[Point localization data]
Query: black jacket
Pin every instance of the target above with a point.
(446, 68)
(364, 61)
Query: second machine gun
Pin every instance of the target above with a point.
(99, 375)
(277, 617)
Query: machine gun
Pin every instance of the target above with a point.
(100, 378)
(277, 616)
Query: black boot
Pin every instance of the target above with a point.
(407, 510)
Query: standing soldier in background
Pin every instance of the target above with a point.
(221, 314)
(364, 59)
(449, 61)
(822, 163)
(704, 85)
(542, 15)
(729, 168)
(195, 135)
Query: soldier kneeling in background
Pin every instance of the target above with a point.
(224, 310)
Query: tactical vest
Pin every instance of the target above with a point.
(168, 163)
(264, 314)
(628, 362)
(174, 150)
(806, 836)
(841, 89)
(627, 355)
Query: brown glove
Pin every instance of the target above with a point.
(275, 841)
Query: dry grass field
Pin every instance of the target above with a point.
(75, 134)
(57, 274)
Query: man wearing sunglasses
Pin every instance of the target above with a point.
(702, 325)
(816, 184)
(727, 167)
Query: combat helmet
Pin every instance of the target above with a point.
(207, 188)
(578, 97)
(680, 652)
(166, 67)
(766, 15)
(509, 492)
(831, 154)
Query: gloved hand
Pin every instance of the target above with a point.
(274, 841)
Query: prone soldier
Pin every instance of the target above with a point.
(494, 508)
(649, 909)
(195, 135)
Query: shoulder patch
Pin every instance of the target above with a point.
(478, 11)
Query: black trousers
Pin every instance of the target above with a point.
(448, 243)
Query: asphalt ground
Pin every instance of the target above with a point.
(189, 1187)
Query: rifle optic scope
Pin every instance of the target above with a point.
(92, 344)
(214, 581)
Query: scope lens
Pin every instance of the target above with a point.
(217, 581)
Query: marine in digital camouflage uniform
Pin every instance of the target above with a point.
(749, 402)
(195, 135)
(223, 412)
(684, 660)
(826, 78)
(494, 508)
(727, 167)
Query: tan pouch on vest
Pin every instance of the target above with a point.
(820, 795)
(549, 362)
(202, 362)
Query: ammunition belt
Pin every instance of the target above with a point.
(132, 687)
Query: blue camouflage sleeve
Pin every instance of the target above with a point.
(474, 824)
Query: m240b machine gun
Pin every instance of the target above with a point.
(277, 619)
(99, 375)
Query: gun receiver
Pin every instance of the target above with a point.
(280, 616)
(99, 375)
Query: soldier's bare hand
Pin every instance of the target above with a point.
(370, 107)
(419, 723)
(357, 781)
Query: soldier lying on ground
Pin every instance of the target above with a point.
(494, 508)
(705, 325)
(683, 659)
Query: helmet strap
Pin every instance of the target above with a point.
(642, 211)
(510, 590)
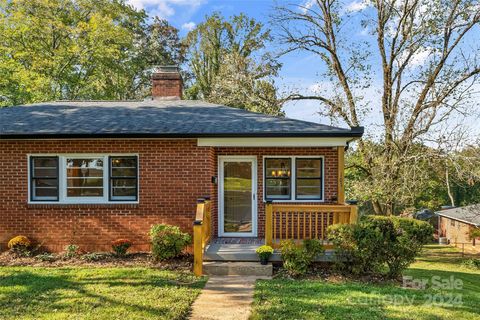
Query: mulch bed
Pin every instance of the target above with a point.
(181, 263)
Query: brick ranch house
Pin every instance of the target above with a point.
(90, 172)
(455, 224)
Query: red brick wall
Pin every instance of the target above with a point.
(173, 174)
(330, 174)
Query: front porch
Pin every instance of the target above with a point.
(282, 222)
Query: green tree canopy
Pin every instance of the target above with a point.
(79, 49)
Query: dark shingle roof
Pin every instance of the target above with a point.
(468, 214)
(177, 118)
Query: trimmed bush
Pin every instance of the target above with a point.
(298, 259)
(121, 246)
(377, 242)
(20, 245)
(264, 252)
(168, 241)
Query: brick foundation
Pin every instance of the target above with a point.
(172, 175)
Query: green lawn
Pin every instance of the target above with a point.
(317, 299)
(95, 293)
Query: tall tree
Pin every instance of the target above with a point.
(80, 49)
(417, 96)
(157, 43)
(230, 65)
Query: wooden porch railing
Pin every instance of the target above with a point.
(298, 222)
(202, 233)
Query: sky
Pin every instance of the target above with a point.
(300, 71)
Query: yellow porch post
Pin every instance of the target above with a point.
(268, 223)
(197, 239)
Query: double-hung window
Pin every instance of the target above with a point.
(83, 178)
(44, 178)
(293, 178)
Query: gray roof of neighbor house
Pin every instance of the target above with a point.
(152, 118)
(469, 214)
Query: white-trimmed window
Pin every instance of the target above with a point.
(295, 178)
(83, 178)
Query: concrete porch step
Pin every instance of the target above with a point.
(217, 268)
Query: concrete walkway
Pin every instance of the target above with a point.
(226, 298)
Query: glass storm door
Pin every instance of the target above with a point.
(237, 198)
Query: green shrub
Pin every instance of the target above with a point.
(472, 263)
(264, 252)
(377, 242)
(167, 241)
(46, 257)
(121, 246)
(297, 259)
(20, 245)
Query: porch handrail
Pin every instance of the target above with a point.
(202, 233)
(304, 221)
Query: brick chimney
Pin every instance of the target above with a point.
(167, 83)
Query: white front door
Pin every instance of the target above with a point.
(237, 196)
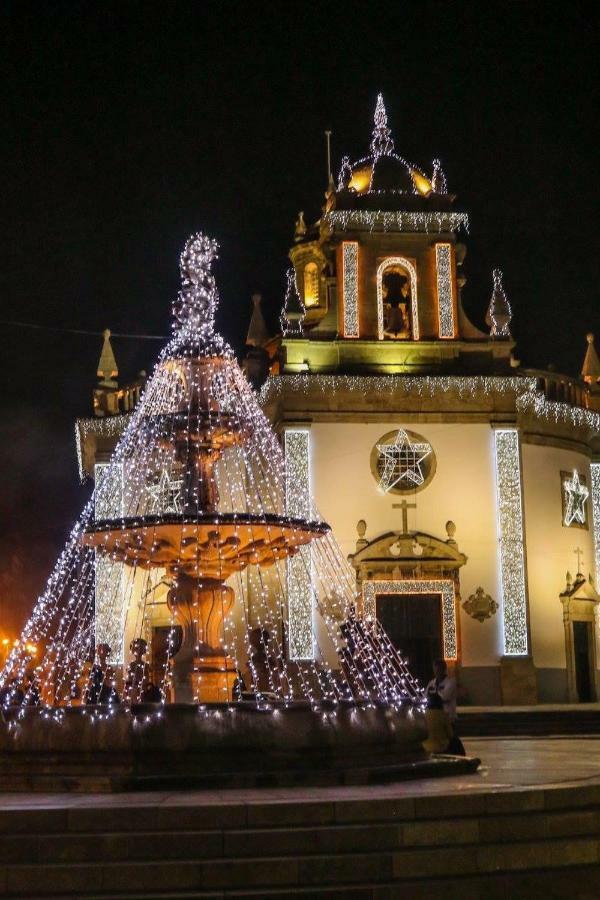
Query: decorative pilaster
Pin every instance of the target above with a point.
(298, 504)
(511, 541)
(445, 292)
(350, 289)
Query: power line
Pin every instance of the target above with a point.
(33, 325)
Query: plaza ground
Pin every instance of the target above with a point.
(526, 825)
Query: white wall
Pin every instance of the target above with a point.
(550, 546)
(463, 490)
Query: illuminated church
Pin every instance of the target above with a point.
(464, 489)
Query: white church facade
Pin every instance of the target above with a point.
(463, 488)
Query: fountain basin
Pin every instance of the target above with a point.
(189, 746)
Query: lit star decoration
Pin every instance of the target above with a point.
(166, 494)
(402, 462)
(577, 494)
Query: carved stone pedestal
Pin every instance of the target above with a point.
(518, 683)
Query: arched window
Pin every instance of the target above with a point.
(397, 300)
(311, 285)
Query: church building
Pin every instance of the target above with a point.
(463, 488)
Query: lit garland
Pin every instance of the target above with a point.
(155, 510)
(595, 477)
(511, 541)
(293, 310)
(299, 582)
(443, 267)
(350, 288)
(412, 272)
(499, 313)
(426, 386)
(442, 586)
(373, 220)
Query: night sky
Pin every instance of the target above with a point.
(128, 126)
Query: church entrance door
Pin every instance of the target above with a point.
(582, 645)
(413, 623)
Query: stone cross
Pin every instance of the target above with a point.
(404, 506)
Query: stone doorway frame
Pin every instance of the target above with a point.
(581, 603)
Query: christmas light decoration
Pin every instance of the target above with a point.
(576, 496)
(402, 462)
(595, 477)
(293, 310)
(499, 313)
(199, 500)
(376, 220)
(382, 143)
(511, 540)
(442, 586)
(350, 288)
(412, 272)
(443, 268)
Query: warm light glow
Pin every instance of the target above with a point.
(442, 586)
(422, 184)
(311, 285)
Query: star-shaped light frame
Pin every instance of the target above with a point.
(402, 461)
(576, 494)
(166, 494)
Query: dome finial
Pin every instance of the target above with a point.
(499, 313)
(194, 309)
(590, 371)
(382, 143)
(438, 179)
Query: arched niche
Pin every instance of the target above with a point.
(403, 267)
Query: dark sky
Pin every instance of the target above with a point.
(130, 125)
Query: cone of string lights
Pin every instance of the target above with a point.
(195, 525)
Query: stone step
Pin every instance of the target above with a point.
(110, 817)
(402, 865)
(530, 722)
(260, 842)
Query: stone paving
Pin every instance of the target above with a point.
(508, 764)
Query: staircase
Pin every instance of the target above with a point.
(529, 721)
(530, 843)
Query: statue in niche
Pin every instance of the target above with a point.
(138, 672)
(396, 304)
(480, 605)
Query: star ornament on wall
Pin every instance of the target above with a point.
(166, 494)
(577, 494)
(402, 462)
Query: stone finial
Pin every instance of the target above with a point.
(438, 179)
(590, 371)
(107, 366)
(300, 227)
(257, 330)
(499, 313)
(361, 528)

• _Work task_
In the entries, find every line holding "tree" and copy it.

• _Output below_
Query: green tree canopy
Query: tall tree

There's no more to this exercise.